### TASK STATEMENT
Reproduce the entries below with every occurrence of "keypoint" replaced by "marker", leaving all other text unchanged. Omit the pictures from your answer.

Location identification items
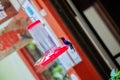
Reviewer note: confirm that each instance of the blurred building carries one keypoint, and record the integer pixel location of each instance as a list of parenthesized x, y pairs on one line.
[(92, 26)]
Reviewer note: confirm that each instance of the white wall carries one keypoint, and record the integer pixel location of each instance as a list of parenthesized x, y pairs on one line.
[(13, 68)]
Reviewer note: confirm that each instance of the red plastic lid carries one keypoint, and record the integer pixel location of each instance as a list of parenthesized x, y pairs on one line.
[(33, 24)]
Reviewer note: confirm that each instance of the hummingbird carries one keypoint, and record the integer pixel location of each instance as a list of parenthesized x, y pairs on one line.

### COMPLETED TASK
Reviewer note: confirm that each instance of the blurred building carries one marker, and record the integer pixel location of each instance as a list of parenthesized x, y pairs on one line.
[(92, 26)]
Reviewer note: confirm that each instance of the white wall carries one marker, and record the integer pixel location of each instance as a list of parenthesized x, y pairs on one line.
[(13, 68)]
Reviewer note: confirm that each instance of the red plastic lid carries one marker, and record the integer pixel location of each instance as a list of parenthesized x, y pairs on one line.
[(33, 24)]
Reviewer note: confirm that each instance of the hummingbird carries one marker, and record the integer pixel location of each instance as a list of parenthesized x, y pairs on one line.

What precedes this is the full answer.